Please repeat the lines of the material below exactly, starting with the one that contains "of the moored" and ending with the last.

Extracted data: Begin

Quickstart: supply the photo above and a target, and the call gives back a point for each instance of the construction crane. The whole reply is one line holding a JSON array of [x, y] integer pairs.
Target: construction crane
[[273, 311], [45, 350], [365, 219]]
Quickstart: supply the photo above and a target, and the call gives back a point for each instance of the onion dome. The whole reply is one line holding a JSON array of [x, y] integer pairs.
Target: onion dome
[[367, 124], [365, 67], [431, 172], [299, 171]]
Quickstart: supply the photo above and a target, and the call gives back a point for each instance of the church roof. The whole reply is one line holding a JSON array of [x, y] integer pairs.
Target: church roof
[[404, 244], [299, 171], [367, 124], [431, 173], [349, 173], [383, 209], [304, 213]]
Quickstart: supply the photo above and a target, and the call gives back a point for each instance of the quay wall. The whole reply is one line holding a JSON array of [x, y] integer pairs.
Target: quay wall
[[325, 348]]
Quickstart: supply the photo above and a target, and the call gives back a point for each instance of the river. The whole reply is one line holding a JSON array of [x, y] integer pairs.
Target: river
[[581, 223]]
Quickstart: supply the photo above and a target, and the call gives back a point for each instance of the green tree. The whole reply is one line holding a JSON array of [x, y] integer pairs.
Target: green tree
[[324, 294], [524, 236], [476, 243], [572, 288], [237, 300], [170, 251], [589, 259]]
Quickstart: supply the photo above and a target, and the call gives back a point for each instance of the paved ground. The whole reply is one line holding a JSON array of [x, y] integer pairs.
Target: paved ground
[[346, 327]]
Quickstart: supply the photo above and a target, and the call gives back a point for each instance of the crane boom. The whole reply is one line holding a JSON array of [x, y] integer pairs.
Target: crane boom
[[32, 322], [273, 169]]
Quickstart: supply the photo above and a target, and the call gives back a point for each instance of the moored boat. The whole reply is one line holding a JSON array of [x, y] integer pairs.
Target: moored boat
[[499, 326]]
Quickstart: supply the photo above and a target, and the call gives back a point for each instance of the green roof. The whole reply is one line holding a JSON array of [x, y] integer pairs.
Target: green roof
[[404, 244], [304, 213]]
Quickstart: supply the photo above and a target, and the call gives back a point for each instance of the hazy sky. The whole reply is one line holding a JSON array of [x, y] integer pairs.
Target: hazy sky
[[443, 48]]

Extracted data: End

**Result below:**
Quickstart: supply the photo above and a target, and the call gives back a point for each instance of the moored boat. The whole reply is one line holding a JSON array of [x, y] integer pairs.
Target: moored boat
[[499, 326]]
Quickstart: supply the photo above and a target, and the call gives back a point for each instance of the green roof. The whole reply is one line holding a JSON array of [x, y] integer pairs.
Target: green roof
[[404, 244], [304, 213]]
Quickstart: supply the photo above and a target, and the call gives back a point for each instance of the hazy sky. The whole reply is one line holding a JSON array of [x, y] integer pairs.
Target: hazy sky
[[443, 48]]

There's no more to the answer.